→ Your goal
Rewrite the lines from the one containing "Exercise. Put one point on each instance of the dark" through the last line, requests included, and shift every answer coordinate by adding -38 to each of its numbers. Leave the sample coordinates inside the requests unchanged.

→ Data supplied
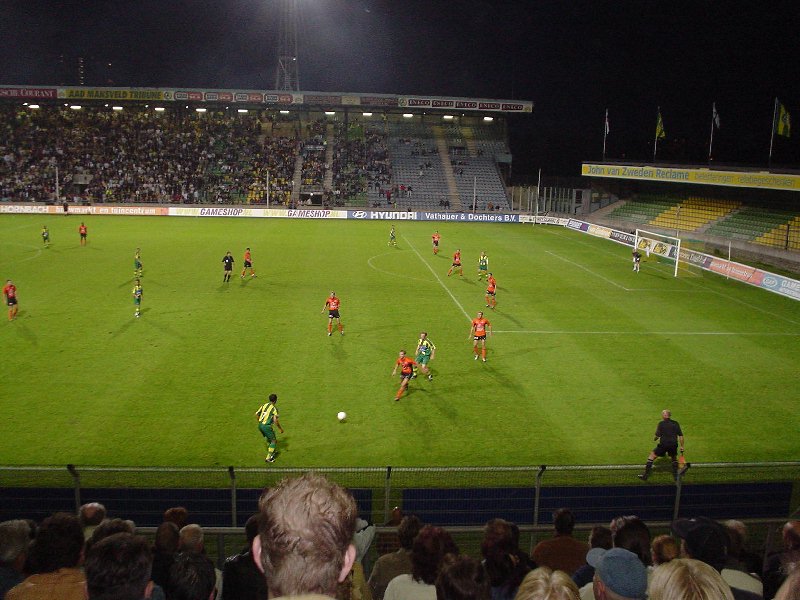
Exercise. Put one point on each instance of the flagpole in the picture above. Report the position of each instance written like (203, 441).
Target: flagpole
(655, 143)
(711, 141)
(772, 136)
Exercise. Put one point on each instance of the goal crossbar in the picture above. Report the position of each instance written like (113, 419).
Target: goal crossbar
(665, 246)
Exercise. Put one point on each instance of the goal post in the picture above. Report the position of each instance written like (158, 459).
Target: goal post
(665, 246)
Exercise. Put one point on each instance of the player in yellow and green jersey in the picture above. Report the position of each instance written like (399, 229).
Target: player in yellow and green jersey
(426, 350)
(137, 298)
(267, 414)
(483, 265)
(137, 263)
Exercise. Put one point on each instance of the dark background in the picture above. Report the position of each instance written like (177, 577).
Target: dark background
(573, 59)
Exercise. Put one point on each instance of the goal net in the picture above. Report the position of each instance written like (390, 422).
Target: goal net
(663, 246)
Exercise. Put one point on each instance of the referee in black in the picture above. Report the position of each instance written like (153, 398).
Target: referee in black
(668, 435)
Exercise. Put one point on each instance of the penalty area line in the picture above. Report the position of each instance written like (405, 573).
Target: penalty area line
(439, 279)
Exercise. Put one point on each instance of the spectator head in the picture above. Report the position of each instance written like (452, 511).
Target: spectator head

→ Correct response
Exercise. Put one point on each instance of the dark background in the picture above. Report the position of each instance written like (177, 577).
Target: dark background
(535, 21)
Exercise. Put one point on each instance of the goal net in the picture above. Report the position of each instance written like (390, 422).
Target: goal net
(625, 208)
Exercise. Put one point on each instance of the referee in black in the picture above. Report the position of each instance written like (153, 398).
Target: referee in black
(630, 397)
Exercise. Put one point on each instance of the penalty area line in the picture above. Report the position of each instance written like (405, 573).
Target: penalty area line
(401, 241)
Exercise. Put one point on each instance of the spectator head in the picture above. Report the position of each instance written like (452, 511).
Target: spectator head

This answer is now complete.